Work instructions —
**1.** Answer these questions using the passage about the Yale visit.
(a) What are the students of Clare's class helping to assess?
(b) What was given to class 6 students?
(c) Which organization carried out an independent assessment in Primary?
**2.** Carry the passage about the Yale visit forward, starting right after its last sentence.

In addition, we have trained teachers who have been training other teachers as well. We even wrote about it with GPE blog and other nations have been using our framework (my colleague ministers tell me).

Anyway, yesterday I went back to Yale and did three things:

A. I engaged the students of Clare’s class this semester. They are helping us assess our relationship and our approach to the reformation of WAEC. Amazing what practical policy can do for students.

B. I presented to a cross section of students and faculty from the Yale community. I spoke on the topic of “Transforming Education in Times of Emegencies”. While it seems 190+ countries were shocked with school closures during covid, in SL we were ready. In fact, we did what no one did or experienced!
1. We wrapped up our term before schools closed (and shut down schools on first day covid was reported).

2. We opened schools safely for exam classes and transitioned everyone with no covid outbreaks in schools. We supplied thermometers to all schools, hand washing stations, masks, dry ration to class 6 students, trained 2 teachers in emergency preparedness, etc. We deployed wholistic and comprehensive solutions.
3. We reopened schools for all students who only missed one full term though we provided radio teaching for them.

The results? We had more students return to school, we have gender Parity (fewer pregnant girls compared to the past and other countries) and we don’t report learning loss. In fact we’ve had several independent assessments consequently from FCDO in SSS and JSS, UNICEF in Primary and our 3 national exams. We registered more students and more passed. It’s not by magic. It’s hard work by many many people.

Dataset items:

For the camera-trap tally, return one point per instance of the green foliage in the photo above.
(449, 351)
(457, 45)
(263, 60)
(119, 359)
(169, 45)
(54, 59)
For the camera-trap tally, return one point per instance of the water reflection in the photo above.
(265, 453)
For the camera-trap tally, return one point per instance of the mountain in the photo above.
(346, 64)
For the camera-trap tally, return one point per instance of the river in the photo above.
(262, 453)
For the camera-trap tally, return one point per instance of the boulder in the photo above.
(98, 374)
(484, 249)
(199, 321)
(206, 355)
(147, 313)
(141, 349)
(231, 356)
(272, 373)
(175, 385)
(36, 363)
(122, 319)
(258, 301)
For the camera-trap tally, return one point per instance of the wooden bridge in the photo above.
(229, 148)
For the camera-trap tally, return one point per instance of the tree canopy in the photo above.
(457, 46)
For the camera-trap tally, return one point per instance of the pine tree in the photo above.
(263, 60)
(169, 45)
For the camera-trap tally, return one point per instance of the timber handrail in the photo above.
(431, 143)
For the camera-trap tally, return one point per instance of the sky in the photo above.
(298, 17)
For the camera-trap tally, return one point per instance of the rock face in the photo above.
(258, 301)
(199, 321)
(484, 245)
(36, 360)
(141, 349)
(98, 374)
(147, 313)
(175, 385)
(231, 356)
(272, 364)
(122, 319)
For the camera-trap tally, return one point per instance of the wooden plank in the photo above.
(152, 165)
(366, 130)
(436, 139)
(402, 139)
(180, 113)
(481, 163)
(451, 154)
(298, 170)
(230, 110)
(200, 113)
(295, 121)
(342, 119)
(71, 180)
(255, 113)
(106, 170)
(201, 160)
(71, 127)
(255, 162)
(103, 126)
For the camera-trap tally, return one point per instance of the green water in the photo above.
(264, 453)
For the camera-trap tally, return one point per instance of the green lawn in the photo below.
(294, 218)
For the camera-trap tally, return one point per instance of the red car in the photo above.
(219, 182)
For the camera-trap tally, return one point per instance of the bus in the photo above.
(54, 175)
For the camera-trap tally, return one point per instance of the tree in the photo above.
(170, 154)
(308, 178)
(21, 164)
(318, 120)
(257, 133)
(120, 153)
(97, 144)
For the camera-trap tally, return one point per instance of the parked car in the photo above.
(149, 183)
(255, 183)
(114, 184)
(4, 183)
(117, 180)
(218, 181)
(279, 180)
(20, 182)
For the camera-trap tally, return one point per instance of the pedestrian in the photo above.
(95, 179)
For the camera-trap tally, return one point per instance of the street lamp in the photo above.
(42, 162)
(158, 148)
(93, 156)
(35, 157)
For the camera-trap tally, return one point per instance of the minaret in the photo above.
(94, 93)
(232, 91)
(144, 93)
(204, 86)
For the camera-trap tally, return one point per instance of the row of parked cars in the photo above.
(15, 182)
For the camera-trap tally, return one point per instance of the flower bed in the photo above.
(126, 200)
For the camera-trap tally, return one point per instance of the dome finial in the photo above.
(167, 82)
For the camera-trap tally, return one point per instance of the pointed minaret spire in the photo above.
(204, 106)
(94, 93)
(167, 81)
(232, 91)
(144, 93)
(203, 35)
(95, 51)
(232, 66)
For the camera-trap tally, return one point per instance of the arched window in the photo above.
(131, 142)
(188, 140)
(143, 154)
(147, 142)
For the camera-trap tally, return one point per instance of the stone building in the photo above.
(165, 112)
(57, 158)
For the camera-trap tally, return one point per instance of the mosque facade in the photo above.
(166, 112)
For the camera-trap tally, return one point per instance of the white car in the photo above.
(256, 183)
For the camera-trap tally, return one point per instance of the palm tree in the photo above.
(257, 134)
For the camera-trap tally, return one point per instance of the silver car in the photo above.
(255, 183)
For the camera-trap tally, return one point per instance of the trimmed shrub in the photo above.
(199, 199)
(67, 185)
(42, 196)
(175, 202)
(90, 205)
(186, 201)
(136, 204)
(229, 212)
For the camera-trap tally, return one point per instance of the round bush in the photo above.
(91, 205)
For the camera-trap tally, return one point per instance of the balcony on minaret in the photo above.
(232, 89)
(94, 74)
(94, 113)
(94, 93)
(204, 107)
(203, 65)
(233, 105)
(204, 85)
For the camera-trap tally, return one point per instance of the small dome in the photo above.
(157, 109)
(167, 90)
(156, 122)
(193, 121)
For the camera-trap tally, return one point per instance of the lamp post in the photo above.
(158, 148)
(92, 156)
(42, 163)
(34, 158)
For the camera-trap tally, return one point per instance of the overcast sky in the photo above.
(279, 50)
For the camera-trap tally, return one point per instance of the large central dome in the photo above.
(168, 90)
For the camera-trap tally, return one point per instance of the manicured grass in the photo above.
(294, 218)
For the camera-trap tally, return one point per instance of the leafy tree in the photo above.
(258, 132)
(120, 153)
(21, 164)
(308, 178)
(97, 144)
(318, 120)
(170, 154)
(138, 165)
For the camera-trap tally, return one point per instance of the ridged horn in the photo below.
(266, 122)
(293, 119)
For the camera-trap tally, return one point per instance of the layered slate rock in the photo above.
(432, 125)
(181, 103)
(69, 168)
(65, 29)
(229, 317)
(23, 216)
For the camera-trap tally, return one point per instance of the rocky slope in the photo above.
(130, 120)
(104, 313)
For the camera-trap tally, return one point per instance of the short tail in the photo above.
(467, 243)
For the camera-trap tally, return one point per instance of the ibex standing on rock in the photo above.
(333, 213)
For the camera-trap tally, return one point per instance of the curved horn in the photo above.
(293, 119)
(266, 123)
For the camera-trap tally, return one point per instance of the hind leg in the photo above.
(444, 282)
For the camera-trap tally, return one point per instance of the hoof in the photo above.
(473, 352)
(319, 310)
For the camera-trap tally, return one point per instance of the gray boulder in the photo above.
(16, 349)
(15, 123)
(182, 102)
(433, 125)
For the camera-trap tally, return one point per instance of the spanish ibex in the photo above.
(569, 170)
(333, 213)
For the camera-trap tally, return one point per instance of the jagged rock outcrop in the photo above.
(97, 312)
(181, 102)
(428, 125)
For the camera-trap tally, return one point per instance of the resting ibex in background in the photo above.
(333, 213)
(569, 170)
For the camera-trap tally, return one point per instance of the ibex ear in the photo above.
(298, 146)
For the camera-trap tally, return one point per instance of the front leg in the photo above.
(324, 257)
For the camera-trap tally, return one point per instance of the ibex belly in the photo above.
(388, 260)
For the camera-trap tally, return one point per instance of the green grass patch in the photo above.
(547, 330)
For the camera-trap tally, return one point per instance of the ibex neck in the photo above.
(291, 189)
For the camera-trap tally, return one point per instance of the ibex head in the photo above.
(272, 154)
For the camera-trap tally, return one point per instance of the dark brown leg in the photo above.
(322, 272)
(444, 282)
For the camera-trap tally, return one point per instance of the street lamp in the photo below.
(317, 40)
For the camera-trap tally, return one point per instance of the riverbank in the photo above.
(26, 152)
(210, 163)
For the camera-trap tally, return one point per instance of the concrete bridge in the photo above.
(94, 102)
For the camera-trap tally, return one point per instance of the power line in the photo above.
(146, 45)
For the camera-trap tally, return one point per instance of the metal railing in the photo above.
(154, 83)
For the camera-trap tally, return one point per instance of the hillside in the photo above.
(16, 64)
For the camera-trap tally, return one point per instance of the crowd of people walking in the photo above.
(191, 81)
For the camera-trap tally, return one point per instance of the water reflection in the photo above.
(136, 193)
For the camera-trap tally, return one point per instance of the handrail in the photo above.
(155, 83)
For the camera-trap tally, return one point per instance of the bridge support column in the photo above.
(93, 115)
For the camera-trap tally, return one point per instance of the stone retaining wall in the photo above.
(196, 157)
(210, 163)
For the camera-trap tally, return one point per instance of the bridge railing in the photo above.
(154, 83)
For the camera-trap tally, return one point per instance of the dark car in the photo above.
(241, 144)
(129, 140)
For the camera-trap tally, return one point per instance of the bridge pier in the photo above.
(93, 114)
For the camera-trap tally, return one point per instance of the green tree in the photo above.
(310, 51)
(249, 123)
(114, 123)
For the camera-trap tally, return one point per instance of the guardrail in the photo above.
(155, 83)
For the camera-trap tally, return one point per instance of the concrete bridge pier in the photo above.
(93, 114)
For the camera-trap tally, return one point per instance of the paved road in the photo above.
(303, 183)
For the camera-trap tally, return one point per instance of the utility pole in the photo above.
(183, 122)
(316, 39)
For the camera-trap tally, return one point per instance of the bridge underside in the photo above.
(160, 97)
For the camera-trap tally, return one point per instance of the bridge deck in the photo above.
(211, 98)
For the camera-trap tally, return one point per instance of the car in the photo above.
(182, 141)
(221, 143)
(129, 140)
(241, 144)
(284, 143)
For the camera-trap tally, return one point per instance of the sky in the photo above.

Answer set —
**1.**
(a) The relationship and approach to the reformation of WAEC.
(b) Dry ration.
(c) UNICEF.

**2.**
Sierra Leone is one of the few countries to expand its education financing in the time of covid. We had been here during the war and during ebola. We were ready, we planned with our Emergency Education Plan, and we innovated! We did more teacher trainings, increased teacher salaries in 2020 and did best teacher awards in 2021. Unlike the world, Sierra Leone’s teachers are in a better place post covid than before. I will share the talk later but the event was here.

Transforming Education in times of Emergencies: Perspectives from Sierra Leone

C. Then I met with President Salovey as a follow up from what he had with Pressident Bio. We explored more partnerships. Then he said something I wasn’t expecting. “WE need Civics here at Yale. You need to come and teach America how to engage in Civics. We need to learn from you.” He was serious. He mentioned how there was a civic breakdown on campus last week when a student shouted down a speaker he didn’t agree with. I couldn’t agree more- the world needs Radical Inclusion and Civic Education and Sierra Leone has a tonne of experience in doing this at scale thanks to President Bio. Those two are foundational for democracy.

We agreed to have a conversation with other university leaders which I’ll drive in my role as Co-Chair of the Advisory Group for the UN Transforming Education Summit and for the UNESCO High-Level Steering Committee.

I then had a discussion with Clare again about how we’ll get this done in and out of her class. Jackson will soon become a school and we are sure to send other Sierra Leoneans there to study.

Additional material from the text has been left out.